## Work order
Every record must be reproduced exactly. Leave none out.

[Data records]
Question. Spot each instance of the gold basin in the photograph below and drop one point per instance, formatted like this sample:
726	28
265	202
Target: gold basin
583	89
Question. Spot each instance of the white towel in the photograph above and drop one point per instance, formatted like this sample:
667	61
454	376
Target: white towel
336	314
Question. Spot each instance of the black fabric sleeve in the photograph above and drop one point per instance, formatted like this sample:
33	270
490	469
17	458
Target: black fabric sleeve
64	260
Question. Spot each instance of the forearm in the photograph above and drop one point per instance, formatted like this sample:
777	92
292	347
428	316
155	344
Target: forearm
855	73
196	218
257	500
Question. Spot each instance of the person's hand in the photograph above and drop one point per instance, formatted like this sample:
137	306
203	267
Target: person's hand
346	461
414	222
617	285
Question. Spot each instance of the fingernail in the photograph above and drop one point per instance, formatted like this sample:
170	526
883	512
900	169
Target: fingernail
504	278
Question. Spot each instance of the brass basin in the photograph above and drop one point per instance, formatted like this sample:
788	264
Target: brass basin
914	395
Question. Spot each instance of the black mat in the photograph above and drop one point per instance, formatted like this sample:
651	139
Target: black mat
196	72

## Exercise response
Question. Spot each instance of the gold basin in the photograph below and drop one point per instance, formatted like this sample:
726	28
265	202
Target: gold basin
583	89
Question. Spot each instance of the white towel in the photograph above and drop one point per instance, formatted like this sample:
667	61
454	376
Target: white towel
336	314
Question. Spot each instance of the black fabric sleeve in the photograph above and drop one point per instance, formatted like this sample:
33	270
490	469
17	458
Target: black fabric sleeve
64	260
Question. Spot each instance of the forearm in the photograph above and drop one point per instance, formatted like this sample:
777	92
292	347
428	316
155	344
Target: forearm
855	73
196	218
257	500
Question. Spot each instance of the person's hand in the photograph above and drop one point per instance, formatted like this sample:
137	306
203	267
Target: person's hand
346	461
414	222
617	285
Question. Spot each instance of the fingernail in the photograph above and drop one point per instance, formatted like this sample:
170	526
883	512
900	169
Target: fingernail
504	278
Question. Spot each instance of the brass basin in the photograph above and drop one point per instance, formatted like this sample:
788	264
Target: brass basin
914	395
Question. Spot each instance of the black mat in the photograph above and drop one point per instance, formatted like this sample:
651	139
Target: black mat
196	72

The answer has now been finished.